TASK PROMPT:
Put the lines of the rows below into a Markdown table with the columns Number and Content, numbering each line and leaving out any blank lines. Include only the lines starting with the line that contains "Labeling guidelines — the class of interest is rock" and going on through the end of the rows.

........

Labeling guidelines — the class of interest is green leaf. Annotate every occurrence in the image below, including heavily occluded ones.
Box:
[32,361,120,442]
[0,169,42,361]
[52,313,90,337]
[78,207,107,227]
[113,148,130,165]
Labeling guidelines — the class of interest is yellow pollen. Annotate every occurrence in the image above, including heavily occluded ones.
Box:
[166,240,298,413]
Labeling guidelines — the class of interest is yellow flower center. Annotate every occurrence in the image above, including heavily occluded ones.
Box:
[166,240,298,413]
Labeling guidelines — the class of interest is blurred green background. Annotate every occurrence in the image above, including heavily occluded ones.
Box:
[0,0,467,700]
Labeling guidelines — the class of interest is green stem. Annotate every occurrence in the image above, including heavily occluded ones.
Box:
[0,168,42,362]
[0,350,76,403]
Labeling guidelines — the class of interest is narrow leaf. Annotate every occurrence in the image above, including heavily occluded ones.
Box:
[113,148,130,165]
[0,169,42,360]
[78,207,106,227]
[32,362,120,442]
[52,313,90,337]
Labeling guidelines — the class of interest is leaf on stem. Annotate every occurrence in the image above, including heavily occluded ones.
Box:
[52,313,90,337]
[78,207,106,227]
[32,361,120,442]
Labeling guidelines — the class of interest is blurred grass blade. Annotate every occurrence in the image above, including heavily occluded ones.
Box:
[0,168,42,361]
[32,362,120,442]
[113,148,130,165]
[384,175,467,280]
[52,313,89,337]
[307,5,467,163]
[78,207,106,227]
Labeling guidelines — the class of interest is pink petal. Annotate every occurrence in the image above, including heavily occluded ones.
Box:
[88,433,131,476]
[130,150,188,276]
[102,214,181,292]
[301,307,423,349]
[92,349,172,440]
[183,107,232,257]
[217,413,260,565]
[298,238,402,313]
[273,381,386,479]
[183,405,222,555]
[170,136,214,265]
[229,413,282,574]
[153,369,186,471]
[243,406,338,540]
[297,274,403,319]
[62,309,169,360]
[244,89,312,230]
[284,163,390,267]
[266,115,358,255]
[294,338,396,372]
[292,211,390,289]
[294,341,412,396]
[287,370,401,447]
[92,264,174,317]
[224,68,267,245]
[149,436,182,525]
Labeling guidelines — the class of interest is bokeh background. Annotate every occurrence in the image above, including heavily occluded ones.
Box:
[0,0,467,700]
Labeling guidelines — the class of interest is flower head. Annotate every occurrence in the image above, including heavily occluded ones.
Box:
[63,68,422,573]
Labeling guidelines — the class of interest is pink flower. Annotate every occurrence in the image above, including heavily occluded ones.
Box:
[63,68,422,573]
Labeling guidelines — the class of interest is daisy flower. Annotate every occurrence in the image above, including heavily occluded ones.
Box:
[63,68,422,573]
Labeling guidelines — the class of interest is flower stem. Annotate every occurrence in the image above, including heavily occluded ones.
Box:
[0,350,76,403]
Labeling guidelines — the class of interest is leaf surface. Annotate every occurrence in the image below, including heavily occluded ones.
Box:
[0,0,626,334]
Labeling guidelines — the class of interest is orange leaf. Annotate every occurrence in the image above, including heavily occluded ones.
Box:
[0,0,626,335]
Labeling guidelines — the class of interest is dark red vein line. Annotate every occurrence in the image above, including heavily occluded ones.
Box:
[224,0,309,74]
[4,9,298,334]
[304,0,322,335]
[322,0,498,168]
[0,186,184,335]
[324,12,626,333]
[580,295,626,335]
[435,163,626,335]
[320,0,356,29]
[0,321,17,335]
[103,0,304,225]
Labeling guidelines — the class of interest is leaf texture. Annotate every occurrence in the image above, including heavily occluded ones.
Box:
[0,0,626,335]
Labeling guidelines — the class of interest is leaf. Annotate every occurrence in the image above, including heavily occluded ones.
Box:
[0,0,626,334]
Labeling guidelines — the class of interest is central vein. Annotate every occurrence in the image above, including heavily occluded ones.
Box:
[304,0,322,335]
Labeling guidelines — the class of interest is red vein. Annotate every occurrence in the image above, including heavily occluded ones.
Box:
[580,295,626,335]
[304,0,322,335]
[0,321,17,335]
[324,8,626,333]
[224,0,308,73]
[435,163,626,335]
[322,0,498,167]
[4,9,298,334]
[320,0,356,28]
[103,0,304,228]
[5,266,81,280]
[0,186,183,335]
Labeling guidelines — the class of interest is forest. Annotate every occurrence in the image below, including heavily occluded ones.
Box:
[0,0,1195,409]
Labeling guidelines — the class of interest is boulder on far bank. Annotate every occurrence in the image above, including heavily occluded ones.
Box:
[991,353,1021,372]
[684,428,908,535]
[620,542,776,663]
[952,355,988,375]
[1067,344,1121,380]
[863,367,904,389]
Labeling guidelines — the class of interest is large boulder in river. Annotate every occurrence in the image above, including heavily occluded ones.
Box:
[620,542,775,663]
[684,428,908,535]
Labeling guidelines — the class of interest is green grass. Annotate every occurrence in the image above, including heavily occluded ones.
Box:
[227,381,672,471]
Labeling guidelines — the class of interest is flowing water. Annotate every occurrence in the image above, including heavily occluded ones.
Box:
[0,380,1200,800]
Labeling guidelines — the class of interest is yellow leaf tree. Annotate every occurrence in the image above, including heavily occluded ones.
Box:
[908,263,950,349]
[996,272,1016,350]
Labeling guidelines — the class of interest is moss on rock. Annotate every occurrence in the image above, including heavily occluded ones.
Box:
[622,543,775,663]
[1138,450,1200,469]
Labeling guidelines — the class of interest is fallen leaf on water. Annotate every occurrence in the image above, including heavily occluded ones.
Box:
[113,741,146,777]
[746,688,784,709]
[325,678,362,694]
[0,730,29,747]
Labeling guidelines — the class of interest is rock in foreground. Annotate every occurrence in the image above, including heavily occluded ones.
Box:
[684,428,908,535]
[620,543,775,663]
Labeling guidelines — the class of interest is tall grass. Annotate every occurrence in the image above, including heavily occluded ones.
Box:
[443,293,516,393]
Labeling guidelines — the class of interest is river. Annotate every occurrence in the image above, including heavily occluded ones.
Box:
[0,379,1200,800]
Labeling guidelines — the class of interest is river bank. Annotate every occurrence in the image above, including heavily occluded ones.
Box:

........

SOLUTION TO THIS TASK:
| Number | Content |
|---|---|
| 1 | Labeling guidelines — the class of interest is rock in foreground. Annotate every occurrence in the image above, including heavily occluded ones. |
| 2 | Box: |
| 3 | [684,428,908,535] |
| 4 | [620,543,775,663] |
| 5 | Labeling guidelines — the class of interest is tall grass. Annotate every occurrence in the image above, including heavily occluded ones. |
| 6 | Box: |
| 7 | [443,293,516,393] |
| 8 | Labeling guidelines — the class of interest is river. Annotate every occurrence in the image above, including heavily occluded ones. |
| 9 | Box: |
| 10 | [0,379,1200,800] |
| 11 | Labeling guidelines — the class of interest is river bank. Annotate every occurrence in the image above, including heavily occluded ones. |
| 12 | Box: |